TASK TO CARRY OUT:
The expected response is an exact repetition of every record, with images excluded.

INFORMATION GIVEN:
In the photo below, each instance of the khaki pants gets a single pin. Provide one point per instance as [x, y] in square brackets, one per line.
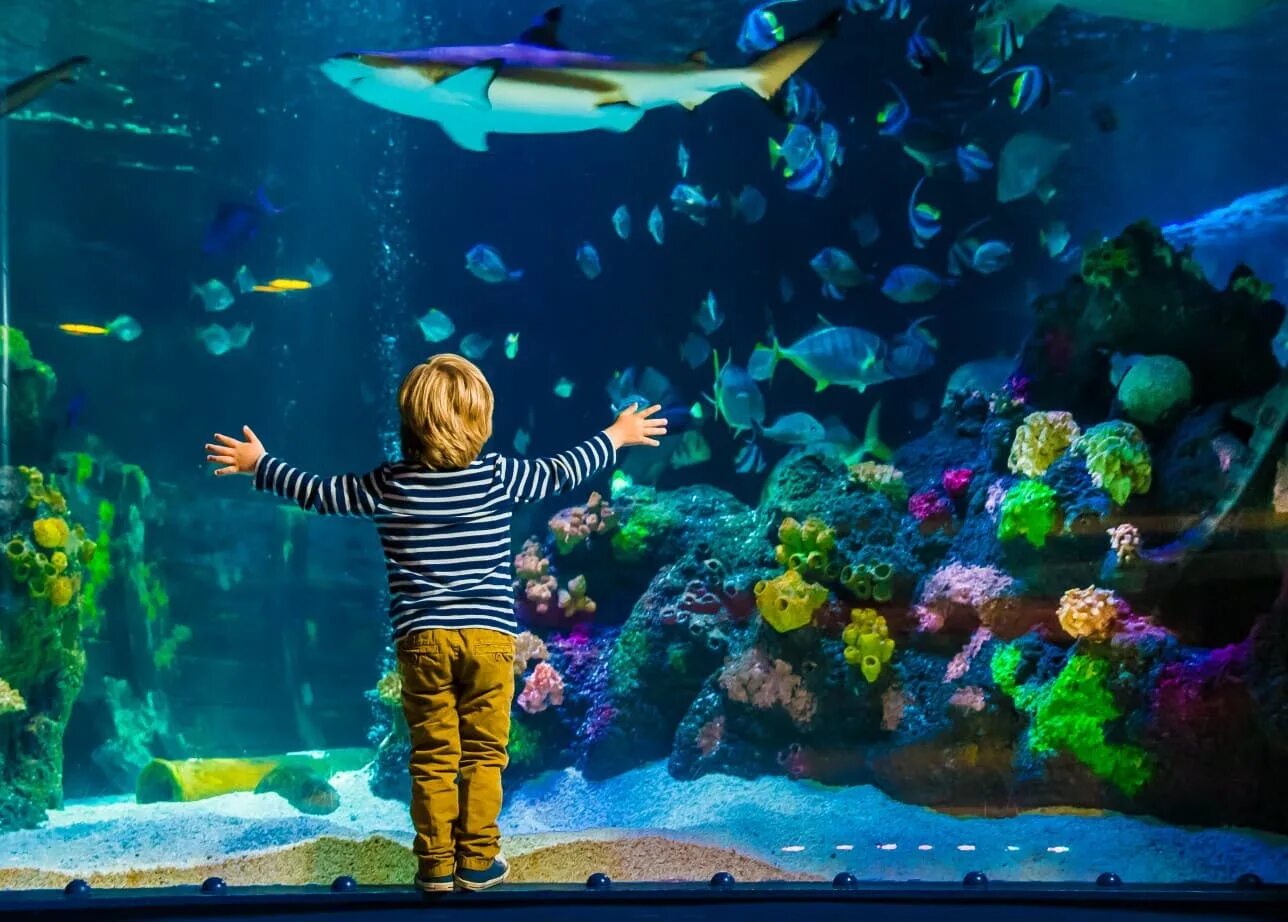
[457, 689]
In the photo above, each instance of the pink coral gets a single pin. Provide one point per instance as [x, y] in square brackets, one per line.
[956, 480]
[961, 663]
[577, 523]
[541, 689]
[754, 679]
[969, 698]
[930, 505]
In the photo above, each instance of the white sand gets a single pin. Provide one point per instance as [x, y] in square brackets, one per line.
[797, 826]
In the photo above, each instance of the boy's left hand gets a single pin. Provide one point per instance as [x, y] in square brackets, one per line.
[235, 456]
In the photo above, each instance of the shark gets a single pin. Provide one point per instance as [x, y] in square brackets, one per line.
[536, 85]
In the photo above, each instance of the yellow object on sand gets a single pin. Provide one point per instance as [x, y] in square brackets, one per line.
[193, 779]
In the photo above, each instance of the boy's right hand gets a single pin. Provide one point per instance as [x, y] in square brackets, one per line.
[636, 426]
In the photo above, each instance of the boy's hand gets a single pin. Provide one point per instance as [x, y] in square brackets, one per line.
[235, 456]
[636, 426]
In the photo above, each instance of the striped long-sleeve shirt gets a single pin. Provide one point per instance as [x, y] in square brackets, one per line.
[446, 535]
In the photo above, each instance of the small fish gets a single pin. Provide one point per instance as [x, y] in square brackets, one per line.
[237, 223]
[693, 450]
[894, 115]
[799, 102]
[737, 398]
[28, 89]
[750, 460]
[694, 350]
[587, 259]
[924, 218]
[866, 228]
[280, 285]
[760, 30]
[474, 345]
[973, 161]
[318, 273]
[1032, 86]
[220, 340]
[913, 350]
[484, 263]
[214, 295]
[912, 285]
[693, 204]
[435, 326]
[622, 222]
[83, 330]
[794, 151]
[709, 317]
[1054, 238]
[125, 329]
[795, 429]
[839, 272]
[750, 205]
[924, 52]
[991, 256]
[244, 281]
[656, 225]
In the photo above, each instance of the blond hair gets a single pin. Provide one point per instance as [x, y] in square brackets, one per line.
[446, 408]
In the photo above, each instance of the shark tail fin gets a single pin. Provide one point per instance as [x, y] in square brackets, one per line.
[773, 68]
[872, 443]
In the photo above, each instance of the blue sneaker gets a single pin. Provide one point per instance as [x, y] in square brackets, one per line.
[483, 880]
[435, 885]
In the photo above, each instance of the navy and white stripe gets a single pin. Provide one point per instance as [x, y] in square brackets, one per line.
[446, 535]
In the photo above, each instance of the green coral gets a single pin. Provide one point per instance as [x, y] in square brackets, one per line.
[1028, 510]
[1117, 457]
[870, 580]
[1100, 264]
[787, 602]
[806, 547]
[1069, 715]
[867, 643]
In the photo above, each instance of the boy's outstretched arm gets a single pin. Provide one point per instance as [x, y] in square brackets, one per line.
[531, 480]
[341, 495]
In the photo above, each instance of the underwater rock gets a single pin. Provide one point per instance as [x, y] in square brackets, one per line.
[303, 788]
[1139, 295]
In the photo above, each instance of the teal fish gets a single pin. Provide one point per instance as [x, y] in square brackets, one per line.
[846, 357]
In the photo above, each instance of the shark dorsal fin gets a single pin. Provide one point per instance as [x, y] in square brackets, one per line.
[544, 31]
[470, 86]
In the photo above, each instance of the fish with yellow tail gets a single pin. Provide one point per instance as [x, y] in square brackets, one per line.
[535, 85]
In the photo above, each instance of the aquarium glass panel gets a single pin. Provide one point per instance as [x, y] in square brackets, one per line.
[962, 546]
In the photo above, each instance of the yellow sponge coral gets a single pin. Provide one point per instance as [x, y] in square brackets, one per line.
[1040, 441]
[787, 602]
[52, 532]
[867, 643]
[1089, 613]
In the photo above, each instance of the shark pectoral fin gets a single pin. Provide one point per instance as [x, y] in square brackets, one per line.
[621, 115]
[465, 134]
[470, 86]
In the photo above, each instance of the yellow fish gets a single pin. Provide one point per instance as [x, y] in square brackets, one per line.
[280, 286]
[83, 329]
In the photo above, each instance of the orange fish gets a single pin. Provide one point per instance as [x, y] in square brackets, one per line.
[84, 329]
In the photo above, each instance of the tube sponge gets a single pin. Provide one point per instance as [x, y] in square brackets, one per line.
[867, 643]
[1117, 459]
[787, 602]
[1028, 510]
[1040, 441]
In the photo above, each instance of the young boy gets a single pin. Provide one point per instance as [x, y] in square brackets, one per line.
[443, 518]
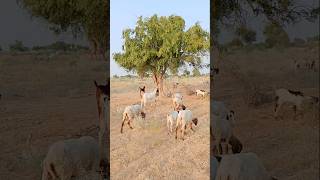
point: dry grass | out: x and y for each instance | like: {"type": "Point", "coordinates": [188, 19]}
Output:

EXPECTED OUTPUT:
In the photo below, each instance of the khaki pants gets a single pin. Provide one point per instance as [x, y] in square brackets, one per line.
[457, 689]
In the photo above, each instance of the pink coral gets a single pin. Provide one point per instance as [x, y] in square brackets, one per line.
[956, 480]
[961, 663]
[577, 523]
[541, 689]
[754, 679]
[969, 698]
[930, 505]
In the photo above, each instance of the white sand gets a single pin. Provide one point per instance as [x, y] in square brackets, one per line.
[797, 826]
In the photo above, each instance of the boy's left hand gets a single pin. Provide one point per instance as [x, y] in square brackets, one per line.
[235, 456]
In the photo above, each instance of the shark gets a single pin. Provide one point per instance as [x, y] in square brackets, one per line.
[536, 85]
In the photo above, each instance of the yellow object on sand gets a single pin. Provide one point per instance as [x, y] in square brackets, one per line.
[193, 779]
In the photo above, each instance of the boy's right hand gets a single pin. Provide one point per instance as [x, y] in square brackets, one per line.
[636, 426]
In the photo above, each instance of the boy's hand gets a single pin. Provide one point per instance as [x, y] in square brackets, one per line.
[235, 456]
[636, 426]
In the photo above, each instance of the striped long-sleeve shirt gets a single pin. Provide one point per instance as [x, y] in square brackets, one per line.
[446, 535]
In the photo above, each instance of the small fish gets a single pin. Provide one point per instance as [x, y] in square brackets, one per line.
[237, 223]
[693, 450]
[894, 115]
[799, 102]
[737, 398]
[28, 89]
[750, 460]
[694, 350]
[587, 259]
[924, 218]
[866, 228]
[280, 285]
[760, 30]
[474, 345]
[973, 161]
[318, 273]
[1032, 86]
[220, 340]
[913, 350]
[484, 263]
[214, 295]
[912, 285]
[693, 204]
[435, 326]
[622, 222]
[83, 330]
[794, 151]
[709, 317]
[1054, 238]
[125, 329]
[795, 429]
[839, 272]
[750, 205]
[924, 52]
[991, 256]
[244, 281]
[656, 225]
In the photo above, each instance of the blond hair gets a single pin. Provide one point per instance as [x, y] in square brackets, one per line.
[446, 408]
In the photo above, each instance of the shark tail fin gets a single pin. Provide one point per instance as [x, y] in square brackets, one per line.
[773, 68]
[872, 443]
In the photo above, each instance of the blue sneaker gets a single pin. Provide one point per instance as [x, y] in square brackets, one per line.
[483, 880]
[435, 885]
In the photo above, each instance of the navy and white stripe gets a single pin. Provide one point per instance as [x, y] in square brackets, one per line.
[446, 535]
In the photo above, each instance of the green coral gets a single pin. Provide one point per instance as [x, y] in square brackets, one per line.
[1028, 510]
[1117, 457]
[870, 580]
[1100, 264]
[787, 602]
[806, 547]
[1069, 715]
[867, 643]
In the photo above, each instance of the boy's outstretched arm gets a single pin. Provide one point per instance as [x, y] in square brackets, one per line.
[531, 480]
[341, 495]
In the photo above, each instance of the underwater rock gets a single pin. Provide one point per instance as [x, y] in square brackets, one per line.
[303, 788]
[1139, 295]
In the photo above, each instance of the teal fish gets a single pin. Provide one point per instance as [x, y] in square brackets, one per line.
[846, 357]
In the photo above, each instance of the shark dorsal fin gets a single pin. Provide one point per instance as [x, y] in square brackets, one per line.
[544, 31]
[470, 86]
In the photo above, each instance of the fish with yellow tail gets a single pin. Provide one point per instance as [x, y] in square brackets, one per line.
[535, 85]
In the photo above, each instance of the aquarium glass panel gets a single pin. Provide one point per instance as [x, y] in square brackets, one per line.
[962, 546]
In the photo above, each instance of the yellow sponge coral gets a single pin. Provide one point per instance as [x, y] in square brackets, one per line.
[1040, 441]
[787, 602]
[52, 532]
[867, 643]
[1089, 613]
In the photo above, each instance of the shark pectoral fin gets a single pin. Provide one point per instance as [x, y] in square brackets, one per line.
[621, 115]
[465, 134]
[470, 86]
In the photo above, each instance of the yellow fish gets a single pin. Provide one point per instance as [x, y] in square brackets, one per line.
[280, 286]
[83, 329]
In the photo above, each instance of the orange fish gets a single pin. Provide one point per instance as [x, y] in square brackets, one per line.
[84, 329]
In the photo above, each instance of the tube sponge gets a single pin. Provide one point per instance as [x, y] in square brackets, one per line.
[867, 643]
[1117, 459]
[787, 602]
[1028, 510]
[1040, 441]
In the photo above, each instance of the young boy gets a single pin. Provide one point per instance as [x, y] in square brackets, one per line.
[443, 518]
point: dry grass | out: x and y for each instance | like: {"type": "Point", "coordinates": [188, 19]}
Output:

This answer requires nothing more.